_EXTRACT:_

** begin **

Some emerging facts on this crime are as follows; over half of adolescents and teens have been bullied online, and about the same number have engaged in cyber bullying; more than 1 in 3 young people have experienced cyber threats online; over 25 percent of adolescents and teens have been bullied repeatedly through their cell phones or the Internet; and well over half of young people do not tell their parents when cyber bullying occurs.  These are facts recorded in the United Kingdom but in Nigeria there are even more sinister dimensions to this cyber crime which go undocumented. 
From the above facts, it can now be appreciated that the crusade just started by Mrs. Jonathan is no mean task which must be fought with every vigor and resources. The Nigerian government must galvanize the existing agencies of government in the Federal ministry of science and also Technology to wage a big but pragmatic campaign against cyber bullying which obviously poses serious danger not just to our teens but even adults. For instance I receive an average of six correspondences from cyber fraudsters posing as beautiful female models who are soliciting for sexual liaison.     
The Nigerian first lady should focus her attention to the ongoing prosecution of the killers of Miss. Cynthia Osokogu, the 25 year old post-graduate student of Nasarawa state university who was lured to a Lagos hotel by cyber criminals and gruesomely killed.
It is indeed a national shame that such brutal cyber crime took place in Lagos over one year now and the wheel of justice is so weak and slow to deliver the desired justice to the alleged killers. There are a thousand and one of such cases. The wife of President Jonathan should use her proximity to the seat of power to ensure that the office of the federal Attorney General and those of the 36 States of the Federation and Abuja are compelled to embrace this fight against cyber criminals.

** end **

_ITEMS:_
** begin **

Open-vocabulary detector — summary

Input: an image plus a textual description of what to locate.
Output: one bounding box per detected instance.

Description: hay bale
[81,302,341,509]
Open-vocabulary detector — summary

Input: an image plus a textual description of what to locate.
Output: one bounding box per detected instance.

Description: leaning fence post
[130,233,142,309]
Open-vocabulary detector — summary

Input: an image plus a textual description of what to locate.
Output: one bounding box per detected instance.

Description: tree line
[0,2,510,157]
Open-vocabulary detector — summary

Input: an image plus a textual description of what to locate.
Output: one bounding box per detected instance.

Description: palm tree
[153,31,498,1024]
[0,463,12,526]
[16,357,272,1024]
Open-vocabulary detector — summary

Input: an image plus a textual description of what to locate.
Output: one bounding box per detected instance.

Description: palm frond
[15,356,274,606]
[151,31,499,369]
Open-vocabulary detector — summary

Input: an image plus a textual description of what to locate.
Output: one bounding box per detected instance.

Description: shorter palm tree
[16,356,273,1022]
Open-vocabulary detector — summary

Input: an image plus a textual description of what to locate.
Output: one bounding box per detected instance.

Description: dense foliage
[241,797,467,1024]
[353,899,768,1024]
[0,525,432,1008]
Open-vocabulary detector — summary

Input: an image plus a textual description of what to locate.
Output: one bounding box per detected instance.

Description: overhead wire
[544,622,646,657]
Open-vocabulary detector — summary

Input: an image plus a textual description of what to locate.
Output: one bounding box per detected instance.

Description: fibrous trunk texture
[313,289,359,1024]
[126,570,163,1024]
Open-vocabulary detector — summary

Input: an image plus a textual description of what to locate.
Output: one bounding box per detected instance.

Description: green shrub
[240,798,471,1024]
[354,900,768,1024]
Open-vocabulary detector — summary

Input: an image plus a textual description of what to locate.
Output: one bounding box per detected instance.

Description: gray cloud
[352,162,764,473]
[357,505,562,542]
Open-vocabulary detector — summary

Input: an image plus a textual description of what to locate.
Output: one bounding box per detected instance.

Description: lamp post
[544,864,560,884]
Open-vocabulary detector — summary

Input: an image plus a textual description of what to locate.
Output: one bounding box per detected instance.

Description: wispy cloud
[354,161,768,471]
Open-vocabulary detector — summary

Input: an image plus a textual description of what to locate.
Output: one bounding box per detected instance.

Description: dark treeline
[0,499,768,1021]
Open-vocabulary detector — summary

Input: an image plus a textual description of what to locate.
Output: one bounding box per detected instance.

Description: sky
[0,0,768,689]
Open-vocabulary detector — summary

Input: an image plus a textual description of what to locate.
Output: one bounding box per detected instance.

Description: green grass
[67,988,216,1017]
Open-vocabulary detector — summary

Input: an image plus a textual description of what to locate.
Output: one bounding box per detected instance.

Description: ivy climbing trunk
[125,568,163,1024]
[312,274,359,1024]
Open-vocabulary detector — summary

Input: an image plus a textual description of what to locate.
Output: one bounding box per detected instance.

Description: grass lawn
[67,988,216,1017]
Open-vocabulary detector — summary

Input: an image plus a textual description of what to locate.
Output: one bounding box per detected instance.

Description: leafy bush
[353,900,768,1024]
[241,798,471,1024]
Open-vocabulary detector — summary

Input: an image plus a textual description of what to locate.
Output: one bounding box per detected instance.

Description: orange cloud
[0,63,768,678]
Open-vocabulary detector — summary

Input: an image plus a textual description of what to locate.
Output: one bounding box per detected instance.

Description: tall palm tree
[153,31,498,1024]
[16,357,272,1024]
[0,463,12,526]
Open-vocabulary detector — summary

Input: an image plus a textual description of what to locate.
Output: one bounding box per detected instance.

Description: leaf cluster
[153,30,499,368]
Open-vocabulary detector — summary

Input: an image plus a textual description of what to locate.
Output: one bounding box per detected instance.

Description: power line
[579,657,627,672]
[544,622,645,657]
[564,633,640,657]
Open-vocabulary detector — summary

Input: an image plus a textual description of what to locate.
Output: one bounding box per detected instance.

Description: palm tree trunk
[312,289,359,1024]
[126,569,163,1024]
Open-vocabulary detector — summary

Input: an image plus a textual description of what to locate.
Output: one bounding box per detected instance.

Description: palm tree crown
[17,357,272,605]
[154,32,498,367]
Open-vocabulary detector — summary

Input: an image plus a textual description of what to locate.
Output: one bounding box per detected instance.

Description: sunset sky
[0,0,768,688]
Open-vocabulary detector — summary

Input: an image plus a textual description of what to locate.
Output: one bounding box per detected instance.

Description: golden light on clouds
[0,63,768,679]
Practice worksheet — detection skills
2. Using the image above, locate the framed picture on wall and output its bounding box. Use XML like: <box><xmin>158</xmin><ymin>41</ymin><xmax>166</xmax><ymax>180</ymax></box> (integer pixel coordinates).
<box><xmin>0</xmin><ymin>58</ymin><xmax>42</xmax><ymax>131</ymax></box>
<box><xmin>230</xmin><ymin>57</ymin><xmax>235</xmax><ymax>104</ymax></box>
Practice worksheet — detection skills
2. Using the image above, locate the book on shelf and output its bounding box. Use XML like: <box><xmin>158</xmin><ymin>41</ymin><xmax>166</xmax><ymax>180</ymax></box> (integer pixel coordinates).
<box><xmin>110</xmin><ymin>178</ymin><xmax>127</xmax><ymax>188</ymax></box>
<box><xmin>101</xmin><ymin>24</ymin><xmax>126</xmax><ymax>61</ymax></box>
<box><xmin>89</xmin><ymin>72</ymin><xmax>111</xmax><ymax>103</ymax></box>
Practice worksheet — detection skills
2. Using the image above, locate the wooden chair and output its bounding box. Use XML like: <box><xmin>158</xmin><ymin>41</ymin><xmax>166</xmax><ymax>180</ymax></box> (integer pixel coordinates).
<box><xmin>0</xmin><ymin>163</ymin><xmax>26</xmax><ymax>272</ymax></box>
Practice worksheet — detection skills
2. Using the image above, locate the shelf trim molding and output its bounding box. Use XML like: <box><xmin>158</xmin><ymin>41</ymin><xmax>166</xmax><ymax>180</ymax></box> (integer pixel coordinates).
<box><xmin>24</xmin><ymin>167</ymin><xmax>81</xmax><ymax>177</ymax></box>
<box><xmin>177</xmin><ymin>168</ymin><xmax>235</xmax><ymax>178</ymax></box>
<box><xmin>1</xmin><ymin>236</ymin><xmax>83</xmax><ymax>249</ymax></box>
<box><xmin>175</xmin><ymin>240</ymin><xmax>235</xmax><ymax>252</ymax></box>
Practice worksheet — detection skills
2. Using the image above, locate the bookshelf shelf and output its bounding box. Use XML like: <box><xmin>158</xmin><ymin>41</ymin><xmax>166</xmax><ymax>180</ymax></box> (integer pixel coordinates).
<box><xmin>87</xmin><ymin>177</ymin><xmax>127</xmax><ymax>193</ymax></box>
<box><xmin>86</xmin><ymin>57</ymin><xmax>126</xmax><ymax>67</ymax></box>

** end **

_GOALS:_
[1] In the cyber crime passage, where was Cynthia Osokogu lured before she was killed?
[2] Repeat everything in the cyber crime passage from "The Nigerian first" down to "and gruesomely killed.".
The data comes from a different source than the cyber crime passage.

_TASK RESULTS:_
[1] A Lagos hotel.

[2]
The Nigerian first lady should focus her attention to the ongoing prosecution of the killers of Miss. Cynthia Osokogu, the 25 year old post-graduate student of Nasarawa state university who was lured to a Lagos hotel by cyber criminals and gruesomely killed.